- **TASKS TO COMPLETE**:
a – Substitute "sound file" for "recording" while reproducing the koala text, starting with "Koalas look so" and going on through "around 25 metres.".
b – Proceed with the koala text, writing on from its last sentence.

- **EXERCISE PASSAGE**:
--- START ---
I usually restrict myself to interviewing humans, however I recently overheard two koalas in a nearby tree. Hearing one koala is not unusual in the Adelaide Hills, but this was the first time I had heard two. I couldn’t resist the opportunity to record them.
Koalas look so cute and cuddly that it is difficult to believe they make such a low grunting sound. In fact, the pitch of the male koala’s grunt (around 20 Hz) is twenty times deeper than you would expect from an animal of its size. For a sound that low, you’d expect an animal the size of an elephant!
If you haven’t heard a male koala bellow, here’s a recording:
The distinctive sound of a female koala
Now for the recording of the female and male koalas. It was made using a Sound Devices MixPre-3 digital recorder and Rode Lavalier lapel microphone. Since I was unable to scale the gum tree in complete darkness to attach the microphone to the koalas, the recording was made from a distance of around 25 metres.
Females make higher pitched sounds than the males; their vocalisations can be classified as bellows, snarls, and a collection of sounds that apparently indicate rejection: squeaks, wails, squawks and screams. The female in this recording is probably making these rejection sounds – they certainly don’t sound welcoming! Since the sound of the koalas tends to upset pet dogs, you can hear some barking in the distance too.
--- END ---
[Source data]
--- START ---
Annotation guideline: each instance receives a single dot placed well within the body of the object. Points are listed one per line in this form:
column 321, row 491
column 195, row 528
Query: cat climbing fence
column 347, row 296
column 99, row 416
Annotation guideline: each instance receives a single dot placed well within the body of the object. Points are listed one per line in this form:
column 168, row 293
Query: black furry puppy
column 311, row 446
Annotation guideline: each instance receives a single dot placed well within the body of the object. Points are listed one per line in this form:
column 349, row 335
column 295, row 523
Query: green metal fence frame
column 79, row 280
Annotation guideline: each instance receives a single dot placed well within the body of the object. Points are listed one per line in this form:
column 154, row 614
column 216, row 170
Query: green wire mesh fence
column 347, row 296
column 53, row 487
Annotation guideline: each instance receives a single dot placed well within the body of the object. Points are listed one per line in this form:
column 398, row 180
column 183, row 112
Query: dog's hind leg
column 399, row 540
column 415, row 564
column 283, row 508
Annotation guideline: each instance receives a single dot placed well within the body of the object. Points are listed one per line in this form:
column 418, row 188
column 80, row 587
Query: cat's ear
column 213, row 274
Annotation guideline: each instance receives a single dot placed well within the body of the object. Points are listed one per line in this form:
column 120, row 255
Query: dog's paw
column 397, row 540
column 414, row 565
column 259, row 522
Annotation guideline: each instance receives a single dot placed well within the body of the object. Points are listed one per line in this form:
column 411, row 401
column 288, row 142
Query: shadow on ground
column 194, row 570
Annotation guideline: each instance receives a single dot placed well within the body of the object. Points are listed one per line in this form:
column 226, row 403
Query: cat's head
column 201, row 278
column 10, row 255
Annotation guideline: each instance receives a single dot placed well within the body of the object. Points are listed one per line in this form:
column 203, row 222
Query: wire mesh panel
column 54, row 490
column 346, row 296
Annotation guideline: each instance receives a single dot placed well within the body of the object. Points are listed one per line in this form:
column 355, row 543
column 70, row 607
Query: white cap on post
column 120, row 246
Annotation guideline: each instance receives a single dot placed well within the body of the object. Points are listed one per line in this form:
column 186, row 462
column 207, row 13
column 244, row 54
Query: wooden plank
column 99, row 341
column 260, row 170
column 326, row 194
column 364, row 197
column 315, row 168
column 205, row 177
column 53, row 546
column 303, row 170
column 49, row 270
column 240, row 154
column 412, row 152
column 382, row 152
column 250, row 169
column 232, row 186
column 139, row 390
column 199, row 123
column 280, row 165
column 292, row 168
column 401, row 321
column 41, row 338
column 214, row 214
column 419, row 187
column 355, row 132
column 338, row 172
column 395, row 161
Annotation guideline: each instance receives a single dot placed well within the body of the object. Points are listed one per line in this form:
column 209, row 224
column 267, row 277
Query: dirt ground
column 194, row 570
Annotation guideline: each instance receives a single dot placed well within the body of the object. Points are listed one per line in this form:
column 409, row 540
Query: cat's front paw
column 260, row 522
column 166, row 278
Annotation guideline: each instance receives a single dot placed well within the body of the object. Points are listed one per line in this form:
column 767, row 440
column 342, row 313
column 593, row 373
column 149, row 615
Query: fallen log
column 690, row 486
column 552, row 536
--- END ---
--- START ---
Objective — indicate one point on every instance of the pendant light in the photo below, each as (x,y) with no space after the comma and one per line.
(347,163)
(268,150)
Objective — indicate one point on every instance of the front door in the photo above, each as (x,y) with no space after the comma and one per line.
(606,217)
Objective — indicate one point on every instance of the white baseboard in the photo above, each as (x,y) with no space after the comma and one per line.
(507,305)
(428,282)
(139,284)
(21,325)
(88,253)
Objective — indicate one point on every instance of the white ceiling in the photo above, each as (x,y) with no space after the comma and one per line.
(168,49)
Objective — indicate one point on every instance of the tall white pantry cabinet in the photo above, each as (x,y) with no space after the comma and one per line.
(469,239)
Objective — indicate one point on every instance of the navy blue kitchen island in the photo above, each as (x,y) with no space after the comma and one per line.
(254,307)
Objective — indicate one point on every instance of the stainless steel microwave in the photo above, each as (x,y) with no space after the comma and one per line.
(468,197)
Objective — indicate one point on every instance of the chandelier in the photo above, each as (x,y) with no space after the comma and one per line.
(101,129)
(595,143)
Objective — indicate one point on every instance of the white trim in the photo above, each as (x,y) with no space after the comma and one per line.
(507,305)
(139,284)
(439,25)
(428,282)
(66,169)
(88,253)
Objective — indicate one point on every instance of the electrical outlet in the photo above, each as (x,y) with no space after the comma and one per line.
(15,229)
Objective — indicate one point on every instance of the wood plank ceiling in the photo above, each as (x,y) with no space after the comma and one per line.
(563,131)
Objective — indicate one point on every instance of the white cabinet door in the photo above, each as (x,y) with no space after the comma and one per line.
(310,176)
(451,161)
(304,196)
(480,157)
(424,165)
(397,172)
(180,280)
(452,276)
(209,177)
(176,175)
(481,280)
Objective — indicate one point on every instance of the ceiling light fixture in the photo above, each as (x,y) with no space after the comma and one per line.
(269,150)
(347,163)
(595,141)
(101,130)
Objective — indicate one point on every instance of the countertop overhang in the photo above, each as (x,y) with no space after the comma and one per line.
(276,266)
--- END ---
--- START ---
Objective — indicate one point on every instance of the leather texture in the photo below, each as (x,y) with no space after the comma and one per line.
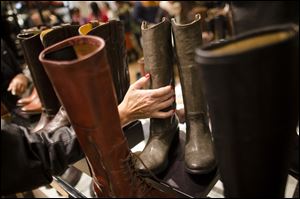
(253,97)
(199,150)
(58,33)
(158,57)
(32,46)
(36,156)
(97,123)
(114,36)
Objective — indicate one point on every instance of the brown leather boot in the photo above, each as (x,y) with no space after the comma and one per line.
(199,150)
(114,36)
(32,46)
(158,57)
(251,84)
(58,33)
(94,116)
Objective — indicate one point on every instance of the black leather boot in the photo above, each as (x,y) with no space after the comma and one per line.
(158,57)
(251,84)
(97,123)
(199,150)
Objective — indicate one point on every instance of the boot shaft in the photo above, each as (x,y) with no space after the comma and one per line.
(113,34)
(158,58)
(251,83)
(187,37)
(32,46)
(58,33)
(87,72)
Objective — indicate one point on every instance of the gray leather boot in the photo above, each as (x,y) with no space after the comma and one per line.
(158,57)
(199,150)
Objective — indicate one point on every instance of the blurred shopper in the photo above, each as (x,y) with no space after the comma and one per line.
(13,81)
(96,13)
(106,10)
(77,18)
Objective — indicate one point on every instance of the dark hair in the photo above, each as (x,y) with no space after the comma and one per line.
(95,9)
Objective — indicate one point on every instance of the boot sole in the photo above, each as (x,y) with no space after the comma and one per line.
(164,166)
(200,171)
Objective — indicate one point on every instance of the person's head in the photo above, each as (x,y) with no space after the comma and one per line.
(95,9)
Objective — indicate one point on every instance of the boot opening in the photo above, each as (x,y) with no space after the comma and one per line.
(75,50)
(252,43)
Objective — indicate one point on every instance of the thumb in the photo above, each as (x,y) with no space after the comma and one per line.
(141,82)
--- END ---
- **ANSWERS TO EACH TASK**:
a –
Koalas look so cute and cuddly that it is difficult to believe they make such a low grunting sound. In fact, the pitch of the male koala’s grunt (around 20 Hz) is twenty times deeper than you would expect from an animal of its size. For a sound that low, you’d expect an animal the size of an elephant!
If you haven’t heard a male koala bellow, here’s a sound file:
The distinctive sound of a female koala
Now for the sound file of the female and male koalas. It was made using a Sound Devices MixPre-3 digital recorder and Rode Lavalier lapel microphone. Since I was unable to scale the gum tree in complete darkness to attach the microphone to the koalas, the sound file was made from a distance of around 25 metres.

b –
Koalas have unique vocal organs
Koalas have evolved an extra vocal organ (called velar vocal folds) to enable them to produce low sounds that would not otherwise be possible. These large extra folds are present in an oval opening in the soft palate, and connect the oral and nasal portions of the pharynx. They are shown in red in the figure. They are much larger than the usual laryngeal vocal folds (shown in green), that are found in all mammals. The velar vocal folds vibrate as air is sucked in through the nostrils. Koalas can change the length of the folds with different muscles, thereby creating the distinctive low sounds.
References and further reading:
- Charlton, B.D (2015) The Acoustic Structure and Information Content of Female Koala Vocal Signals. PLoS ONE 10(10): e0138670.
- Charlton, B.D. et al (2011) Perception of Male Caller Identity in Koalas (Phascolarctos cinereus): Acoustic Analysis and Playback Experiments. PLoS ONE 6(5): e20329.
- Charlton, B.D. et al (2013) Koalas use a novel vocal organ to produce unusually low-pitched mating calls. Current Biology 23(23), R1035-R1036.
- Fletcher, N.H. (2004) A simple frequency-scaling rule for animal communication. Journal of the Acoustical Society of America 115, 2334-2338.